• [SUPPLIED RECORDS]
+ + + + + + +

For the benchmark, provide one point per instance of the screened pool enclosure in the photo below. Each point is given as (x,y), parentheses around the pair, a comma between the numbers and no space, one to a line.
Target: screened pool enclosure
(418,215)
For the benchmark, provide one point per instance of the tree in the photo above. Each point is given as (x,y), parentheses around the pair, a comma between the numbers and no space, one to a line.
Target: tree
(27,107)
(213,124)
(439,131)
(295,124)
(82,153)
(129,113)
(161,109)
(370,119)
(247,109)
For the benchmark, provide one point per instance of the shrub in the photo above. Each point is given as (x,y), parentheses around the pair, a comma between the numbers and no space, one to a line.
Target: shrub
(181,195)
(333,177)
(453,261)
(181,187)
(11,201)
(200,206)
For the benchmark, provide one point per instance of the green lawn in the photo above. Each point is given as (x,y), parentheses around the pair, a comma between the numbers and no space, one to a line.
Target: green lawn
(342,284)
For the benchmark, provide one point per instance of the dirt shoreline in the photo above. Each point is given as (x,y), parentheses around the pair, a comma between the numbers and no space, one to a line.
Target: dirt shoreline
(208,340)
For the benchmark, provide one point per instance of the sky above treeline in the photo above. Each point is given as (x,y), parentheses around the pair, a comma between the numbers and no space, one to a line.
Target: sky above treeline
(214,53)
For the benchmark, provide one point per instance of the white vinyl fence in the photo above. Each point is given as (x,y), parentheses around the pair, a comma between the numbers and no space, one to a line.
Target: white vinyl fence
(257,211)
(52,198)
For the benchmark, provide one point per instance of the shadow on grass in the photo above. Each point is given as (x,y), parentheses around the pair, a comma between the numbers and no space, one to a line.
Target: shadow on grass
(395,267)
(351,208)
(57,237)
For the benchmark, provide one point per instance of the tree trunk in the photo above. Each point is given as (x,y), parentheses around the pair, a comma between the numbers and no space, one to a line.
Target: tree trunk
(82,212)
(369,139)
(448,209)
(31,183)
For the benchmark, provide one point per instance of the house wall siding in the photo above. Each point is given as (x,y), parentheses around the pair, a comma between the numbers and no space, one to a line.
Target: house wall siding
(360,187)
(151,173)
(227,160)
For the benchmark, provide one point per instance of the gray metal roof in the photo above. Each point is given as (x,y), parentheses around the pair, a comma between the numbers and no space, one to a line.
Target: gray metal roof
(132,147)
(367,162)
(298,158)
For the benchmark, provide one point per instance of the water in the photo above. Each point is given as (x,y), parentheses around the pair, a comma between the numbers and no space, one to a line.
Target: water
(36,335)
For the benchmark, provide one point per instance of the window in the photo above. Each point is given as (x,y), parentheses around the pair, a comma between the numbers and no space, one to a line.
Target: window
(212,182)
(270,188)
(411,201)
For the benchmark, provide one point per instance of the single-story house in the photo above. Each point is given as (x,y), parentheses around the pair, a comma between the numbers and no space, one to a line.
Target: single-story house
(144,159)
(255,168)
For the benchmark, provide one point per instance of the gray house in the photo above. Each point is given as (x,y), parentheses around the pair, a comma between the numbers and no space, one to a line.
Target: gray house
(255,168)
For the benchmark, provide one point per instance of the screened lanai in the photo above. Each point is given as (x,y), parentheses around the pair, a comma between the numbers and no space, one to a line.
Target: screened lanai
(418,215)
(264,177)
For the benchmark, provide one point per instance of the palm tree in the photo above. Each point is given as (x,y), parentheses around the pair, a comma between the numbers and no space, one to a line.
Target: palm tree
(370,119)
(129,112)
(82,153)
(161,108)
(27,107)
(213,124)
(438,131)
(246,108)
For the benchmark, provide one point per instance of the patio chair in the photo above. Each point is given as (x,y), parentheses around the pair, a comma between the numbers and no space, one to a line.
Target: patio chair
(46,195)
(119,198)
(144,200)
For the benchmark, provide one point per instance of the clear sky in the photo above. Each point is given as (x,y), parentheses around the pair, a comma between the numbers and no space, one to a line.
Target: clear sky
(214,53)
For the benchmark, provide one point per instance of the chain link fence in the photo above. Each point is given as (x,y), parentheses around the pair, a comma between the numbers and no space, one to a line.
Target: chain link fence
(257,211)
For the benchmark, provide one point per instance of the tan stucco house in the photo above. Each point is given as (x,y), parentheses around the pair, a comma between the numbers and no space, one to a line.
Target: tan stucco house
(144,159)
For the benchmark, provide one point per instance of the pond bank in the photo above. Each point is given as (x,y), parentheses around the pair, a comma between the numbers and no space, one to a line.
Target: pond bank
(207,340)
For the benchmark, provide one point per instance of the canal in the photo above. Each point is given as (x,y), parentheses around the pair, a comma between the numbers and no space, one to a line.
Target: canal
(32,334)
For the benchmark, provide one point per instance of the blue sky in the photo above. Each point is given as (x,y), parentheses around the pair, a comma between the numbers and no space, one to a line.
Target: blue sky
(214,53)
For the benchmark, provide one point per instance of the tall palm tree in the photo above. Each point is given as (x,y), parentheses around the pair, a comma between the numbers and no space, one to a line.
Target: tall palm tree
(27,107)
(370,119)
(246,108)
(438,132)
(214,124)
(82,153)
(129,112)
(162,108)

+ + + + + + +

Reproduce the full set of records precisely.

For the benchmark, provide one point per instance of the screened pool enclosure in the photo below. Each point is given as (x,y), parentheses around the pair, a comma between the numbers and no space, one to a line.
Target: screened pool enclosure
(418,215)
For the benchmark, provide one point per instance of the tree in the photo above. Each point is given as (x,y), parentheses around the pair, a comma between the numbers and no space, one to a line.
Target: tree
(27,107)
(213,124)
(439,131)
(295,124)
(82,153)
(129,113)
(161,109)
(370,119)
(247,109)
For the benchmark, provide one point per instance of the shrub in the photo above. Each point is given as (x,y), parentheses around the pair, a comma between the numbers and no space, one to a line.
Target: shrub
(181,195)
(333,177)
(453,261)
(181,187)
(11,201)
(200,206)
For the benchmark, provide one point per instance of the green lawn in the photo above. Each point is given as (x,y), parentheses around the pair, a comma between the numbers and no space, one to a line.
Target: green lawn
(342,284)
For the benchmark, provide one point per instance of the dirt shoreline in the photo above. Each point is given as (x,y), parentheses around the pair, a comma between the numbers and no space, one to a line.
Target: dirt shoreline
(208,340)
For the benchmark, provide one point per instance of the sky above treeline in the photo above. Each point is given as (x,y), parentheses around the pair, a comma between the numbers and no space, one to a line.
Target: sky above treeline
(214,53)
For the benchmark, provide one point per instance of the white vinyl fence in the photo above. Each point is given as (x,y), parentheses around the pair, a comma between the numbers and no space, one to a line.
Target: white vinyl fence
(257,211)
(52,198)
For the benchmark, provide one point per instance of the shadow on grass in the photo above. Each point is given as (x,y), parentheses around the pair, a comma between the numbers and no space, one to a line.
Target: shadow on grass
(395,267)
(351,208)
(57,237)
For the benchmark, provide one point per instance of the tree trunk in the photo above. Each point is given as (x,y), parentheses around the pair, a comma between the numbers and no space, one to a line.
Target: tree trunk
(82,212)
(369,139)
(448,209)
(31,183)
For the benchmark, provide one point per instance of the house wall siding in the photo above. Each point is given as (x,y), parentheses around the pair, a comma between the numbers and no space, one to a line.
Target: house wall siding
(360,187)
(151,173)
(227,160)
For the benchmark, provide one point per instance of the gray metal roof in the photo above. Each point is given as (x,y), parentheses around the pair, a comma between the numbers and no space, one to a line.
Target: gray metal roof
(132,147)
(367,162)
(298,158)
For the benchmark, provide one point per instance of the water in the photo above. Each point is given as (x,y), parentheses around the pair, a comma between the numbers and no space, one to a line.
Target: water
(36,335)
For the benchmark, provide one point per instance of the window in the photo above. Each point is given as (x,y), parentheses around the pair, a comma between the numbers and no space, one to a line.
Target: window
(212,182)
(270,188)
(411,201)
For the benchmark, provide one point per instance of the single-story house in the photo above. Each point is given as (x,y), parentheses around the pair, a comma between the numbers and no space, one to a line.
Target: single-story house
(144,159)
(255,168)
For the benchmark, provide one point per instance of the gray house in the photo above. Each point is given as (x,y), parentheses around the pair, a comma between the numbers and no space, one to a line.
Target: gray house
(255,168)
For the benchmark, provide one point per instance of the screened lanai in the photo above. Each point is given as (x,y), parentheses around the pair, a comma between the numbers and no space, one to a line.
Target: screened lanai
(418,215)
(264,177)
For the benchmark, provide one point per instance of the palm tree in the photo above. Each point is given as (x,y), parentheses around the pair, a comma between the numbers and no space, one to a line.
Target: palm tree
(370,119)
(129,112)
(82,153)
(161,108)
(27,107)
(213,124)
(438,131)
(246,108)
For the benchmark, provide one point per instance of the patio chair in the photo above. Each point is given as (x,y), parentheses around the pair, a comma between the numbers and no space, one to a line.
Target: patio chair
(46,195)
(119,198)
(144,200)
For the benchmark, provide one point per instance of the clear sky in the photo above. Each point is given as (x,y), parentheses around the pair, a comma between the numbers and no space, one to a line.
Target: clear sky
(214,53)
For the benchmark, provide one point per instance of the chain link fence in the photo above. Each point is given as (x,y), parentheses around the pair, a comma between the numbers and no space, one to a line.
Target: chain link fence
(257,211)
For the benchmark, provide one point per instance of the tan stucco house in the photo above. Each point is given as (x,y), parentheses around the pair, a comma between the numbers and no space, one to a line.
Target: tan stucco house
(144,159)
For the benchmark, provide one point per instance of the pond bank in the photo above. Each point is given as (x,y), parentheses around the pair, a comma between the numbers and no space, one to a line.
Target: pond bank
(207,340)
For the benchmark, provide one point per instance of the canal in the photo above. Each point is given as (x,y), parentheses around the pair, a comma between the numbers and no space, one to a line.
Target: canal
(32,334)
For the benchmark, provide one point per instance of the blue sky in the photo above. Each point is given as (x,y), parentheses around the pair, a comma between the numbers and no space, one to a line.
Target: blue sky
(214,53)
For the benchmark, provide one point per instance of the tall palm tree in the photo above. Each point is given as (x,y), parentheses around the pair, a comma between the numbers and no space, one to a line.
Target: tall palm tree
(27,107)
(370,119)
(246,108)
(438,132)
(214,124)
(82,153)
(129,112)
(162,108)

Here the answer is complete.